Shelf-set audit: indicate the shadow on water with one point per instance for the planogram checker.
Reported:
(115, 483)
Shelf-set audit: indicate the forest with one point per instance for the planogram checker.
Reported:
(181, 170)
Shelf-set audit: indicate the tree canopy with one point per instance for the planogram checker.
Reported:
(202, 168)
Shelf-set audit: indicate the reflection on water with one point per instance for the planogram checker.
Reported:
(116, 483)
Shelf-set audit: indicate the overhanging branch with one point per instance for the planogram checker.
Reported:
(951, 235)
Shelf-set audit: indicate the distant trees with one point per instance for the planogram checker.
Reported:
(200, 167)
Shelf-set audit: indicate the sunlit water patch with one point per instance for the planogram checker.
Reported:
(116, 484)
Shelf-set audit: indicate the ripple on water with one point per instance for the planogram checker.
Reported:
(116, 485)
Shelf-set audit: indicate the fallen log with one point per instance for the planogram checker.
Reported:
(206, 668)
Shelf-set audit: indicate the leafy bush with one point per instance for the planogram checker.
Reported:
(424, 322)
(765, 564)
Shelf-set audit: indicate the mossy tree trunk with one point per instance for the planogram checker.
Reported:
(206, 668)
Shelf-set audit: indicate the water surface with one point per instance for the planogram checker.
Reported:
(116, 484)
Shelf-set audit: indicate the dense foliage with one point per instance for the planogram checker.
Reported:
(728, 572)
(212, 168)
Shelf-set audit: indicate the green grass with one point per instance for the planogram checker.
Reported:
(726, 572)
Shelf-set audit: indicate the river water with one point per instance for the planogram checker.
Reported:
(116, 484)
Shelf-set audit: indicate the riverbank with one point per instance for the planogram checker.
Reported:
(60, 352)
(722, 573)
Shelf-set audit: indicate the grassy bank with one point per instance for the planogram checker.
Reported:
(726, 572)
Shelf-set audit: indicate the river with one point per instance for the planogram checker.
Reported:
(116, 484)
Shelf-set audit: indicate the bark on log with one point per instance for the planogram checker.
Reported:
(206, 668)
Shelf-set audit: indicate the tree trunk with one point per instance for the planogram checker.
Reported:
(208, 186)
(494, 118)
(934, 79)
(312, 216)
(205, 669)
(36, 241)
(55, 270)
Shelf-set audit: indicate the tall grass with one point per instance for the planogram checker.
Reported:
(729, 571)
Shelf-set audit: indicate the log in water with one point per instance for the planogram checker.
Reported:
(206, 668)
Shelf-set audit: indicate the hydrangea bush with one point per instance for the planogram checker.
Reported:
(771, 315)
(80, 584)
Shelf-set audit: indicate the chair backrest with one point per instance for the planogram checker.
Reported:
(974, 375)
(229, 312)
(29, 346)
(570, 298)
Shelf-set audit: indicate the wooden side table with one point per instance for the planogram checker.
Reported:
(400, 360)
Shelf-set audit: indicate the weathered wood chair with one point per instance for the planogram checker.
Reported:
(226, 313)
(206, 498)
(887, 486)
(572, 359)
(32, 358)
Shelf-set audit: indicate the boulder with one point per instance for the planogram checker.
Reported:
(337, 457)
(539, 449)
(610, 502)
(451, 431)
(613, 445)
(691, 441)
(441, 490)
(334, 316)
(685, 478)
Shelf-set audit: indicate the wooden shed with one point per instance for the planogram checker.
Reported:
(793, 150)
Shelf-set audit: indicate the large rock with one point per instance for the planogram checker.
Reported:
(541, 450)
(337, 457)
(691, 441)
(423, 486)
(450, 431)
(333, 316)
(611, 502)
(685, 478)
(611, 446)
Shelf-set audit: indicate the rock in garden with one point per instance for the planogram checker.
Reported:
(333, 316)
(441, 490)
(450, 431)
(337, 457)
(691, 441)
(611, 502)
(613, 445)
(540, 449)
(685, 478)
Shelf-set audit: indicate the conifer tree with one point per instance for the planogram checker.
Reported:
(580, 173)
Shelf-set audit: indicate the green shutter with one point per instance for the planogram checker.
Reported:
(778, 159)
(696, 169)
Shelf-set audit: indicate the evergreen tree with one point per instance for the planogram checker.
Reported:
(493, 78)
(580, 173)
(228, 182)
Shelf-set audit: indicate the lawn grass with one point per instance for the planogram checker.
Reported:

==

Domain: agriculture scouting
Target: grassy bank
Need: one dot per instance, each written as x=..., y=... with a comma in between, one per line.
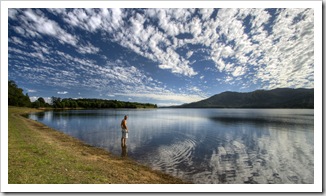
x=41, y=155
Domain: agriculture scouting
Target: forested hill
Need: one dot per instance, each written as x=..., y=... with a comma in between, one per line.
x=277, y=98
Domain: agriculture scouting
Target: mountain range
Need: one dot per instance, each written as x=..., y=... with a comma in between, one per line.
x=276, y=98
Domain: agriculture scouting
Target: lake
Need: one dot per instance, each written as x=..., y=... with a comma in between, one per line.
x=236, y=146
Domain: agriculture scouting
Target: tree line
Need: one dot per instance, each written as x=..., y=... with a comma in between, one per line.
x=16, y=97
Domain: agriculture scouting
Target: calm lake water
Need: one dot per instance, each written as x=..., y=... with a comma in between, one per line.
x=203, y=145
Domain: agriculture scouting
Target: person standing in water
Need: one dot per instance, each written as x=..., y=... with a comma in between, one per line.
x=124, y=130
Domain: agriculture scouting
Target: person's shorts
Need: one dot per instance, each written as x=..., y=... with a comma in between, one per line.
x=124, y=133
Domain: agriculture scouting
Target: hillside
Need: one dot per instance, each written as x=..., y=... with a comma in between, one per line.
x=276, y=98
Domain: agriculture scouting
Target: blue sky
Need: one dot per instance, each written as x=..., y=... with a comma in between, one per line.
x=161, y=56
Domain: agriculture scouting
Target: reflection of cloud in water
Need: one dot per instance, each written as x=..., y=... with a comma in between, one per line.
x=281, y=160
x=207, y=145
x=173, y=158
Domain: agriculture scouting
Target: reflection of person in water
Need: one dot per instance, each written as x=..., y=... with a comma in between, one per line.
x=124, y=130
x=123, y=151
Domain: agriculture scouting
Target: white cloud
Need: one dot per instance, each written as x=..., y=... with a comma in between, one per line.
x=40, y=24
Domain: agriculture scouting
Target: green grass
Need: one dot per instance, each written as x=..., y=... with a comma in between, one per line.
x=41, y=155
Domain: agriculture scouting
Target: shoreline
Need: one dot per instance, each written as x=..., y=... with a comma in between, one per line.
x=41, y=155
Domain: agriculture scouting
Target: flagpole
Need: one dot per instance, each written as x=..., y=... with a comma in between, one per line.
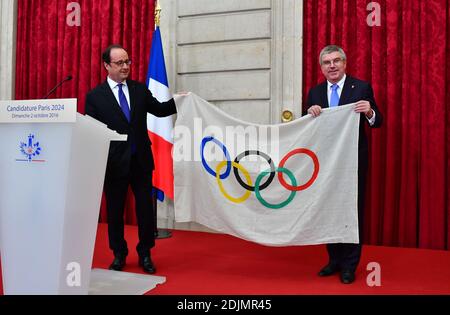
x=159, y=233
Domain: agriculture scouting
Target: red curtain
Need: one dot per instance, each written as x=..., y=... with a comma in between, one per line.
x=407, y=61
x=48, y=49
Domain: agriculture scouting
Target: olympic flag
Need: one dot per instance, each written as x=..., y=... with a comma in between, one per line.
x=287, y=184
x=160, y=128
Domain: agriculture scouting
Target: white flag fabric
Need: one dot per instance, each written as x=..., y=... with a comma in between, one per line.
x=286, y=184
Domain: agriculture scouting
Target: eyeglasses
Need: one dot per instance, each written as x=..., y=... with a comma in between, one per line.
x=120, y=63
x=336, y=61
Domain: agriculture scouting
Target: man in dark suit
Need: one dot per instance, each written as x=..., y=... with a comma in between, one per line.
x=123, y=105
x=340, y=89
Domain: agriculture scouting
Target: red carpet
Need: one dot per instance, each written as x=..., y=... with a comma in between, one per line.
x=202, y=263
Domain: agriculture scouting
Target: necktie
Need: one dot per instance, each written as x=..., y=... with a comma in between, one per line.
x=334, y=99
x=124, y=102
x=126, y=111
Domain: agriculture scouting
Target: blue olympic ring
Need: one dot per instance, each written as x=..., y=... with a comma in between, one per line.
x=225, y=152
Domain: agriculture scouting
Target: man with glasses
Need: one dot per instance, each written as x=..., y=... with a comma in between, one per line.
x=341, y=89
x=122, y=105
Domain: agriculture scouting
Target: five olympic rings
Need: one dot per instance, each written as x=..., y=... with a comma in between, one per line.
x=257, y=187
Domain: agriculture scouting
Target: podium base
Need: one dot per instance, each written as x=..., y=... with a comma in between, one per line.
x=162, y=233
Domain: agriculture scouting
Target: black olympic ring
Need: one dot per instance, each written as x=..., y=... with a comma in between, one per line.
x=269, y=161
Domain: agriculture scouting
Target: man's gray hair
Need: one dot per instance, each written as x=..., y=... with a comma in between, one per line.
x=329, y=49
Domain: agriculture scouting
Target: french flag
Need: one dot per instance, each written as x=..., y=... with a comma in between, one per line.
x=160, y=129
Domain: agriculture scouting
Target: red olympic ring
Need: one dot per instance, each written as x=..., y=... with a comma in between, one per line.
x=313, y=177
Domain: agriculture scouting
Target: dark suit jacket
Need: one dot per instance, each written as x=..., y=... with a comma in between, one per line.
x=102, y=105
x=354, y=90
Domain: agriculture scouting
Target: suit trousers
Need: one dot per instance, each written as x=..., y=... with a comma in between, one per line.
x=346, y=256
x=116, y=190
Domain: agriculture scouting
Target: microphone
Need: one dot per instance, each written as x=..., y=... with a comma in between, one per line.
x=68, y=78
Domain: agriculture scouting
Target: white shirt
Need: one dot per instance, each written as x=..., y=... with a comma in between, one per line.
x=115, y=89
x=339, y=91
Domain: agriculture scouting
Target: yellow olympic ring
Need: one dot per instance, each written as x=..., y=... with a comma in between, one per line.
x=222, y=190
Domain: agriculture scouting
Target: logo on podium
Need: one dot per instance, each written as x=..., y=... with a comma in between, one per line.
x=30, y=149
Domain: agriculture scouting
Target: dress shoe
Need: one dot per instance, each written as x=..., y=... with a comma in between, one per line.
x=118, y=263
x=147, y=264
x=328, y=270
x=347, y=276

==

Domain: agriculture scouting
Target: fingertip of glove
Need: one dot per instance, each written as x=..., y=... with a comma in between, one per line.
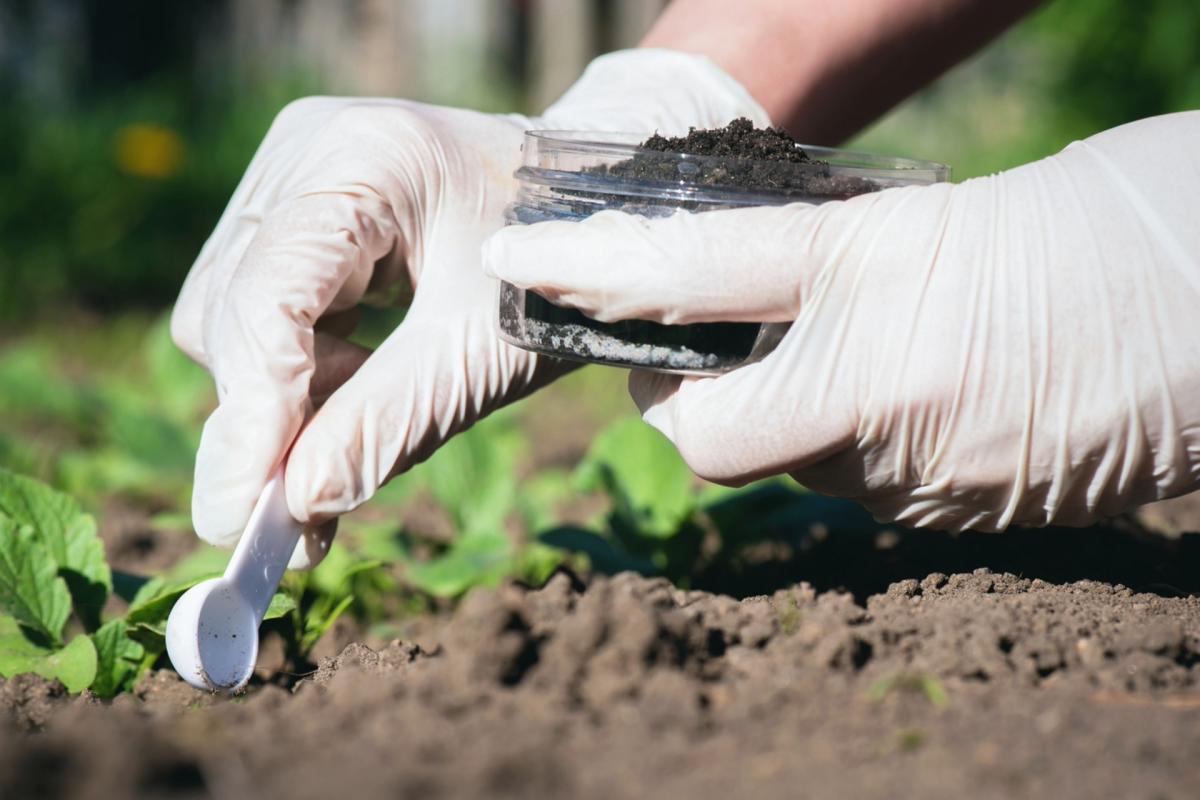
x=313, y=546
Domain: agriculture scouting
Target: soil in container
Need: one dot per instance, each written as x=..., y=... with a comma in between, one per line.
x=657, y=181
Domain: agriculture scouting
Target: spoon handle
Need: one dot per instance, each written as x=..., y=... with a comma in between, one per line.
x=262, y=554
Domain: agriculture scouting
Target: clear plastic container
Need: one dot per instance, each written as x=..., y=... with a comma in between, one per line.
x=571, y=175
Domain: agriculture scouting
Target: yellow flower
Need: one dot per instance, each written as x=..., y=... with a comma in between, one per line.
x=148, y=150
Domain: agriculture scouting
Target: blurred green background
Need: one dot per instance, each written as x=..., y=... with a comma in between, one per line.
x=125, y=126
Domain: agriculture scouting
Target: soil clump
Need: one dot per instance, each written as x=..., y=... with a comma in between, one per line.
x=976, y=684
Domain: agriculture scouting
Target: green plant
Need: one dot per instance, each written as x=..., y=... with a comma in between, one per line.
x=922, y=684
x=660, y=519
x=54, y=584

*WORK ITEM*. Please copy each line of the material that contains the word "soil".

*RESULT OF THE TASK*.
Target: soil in container
Target: soil clump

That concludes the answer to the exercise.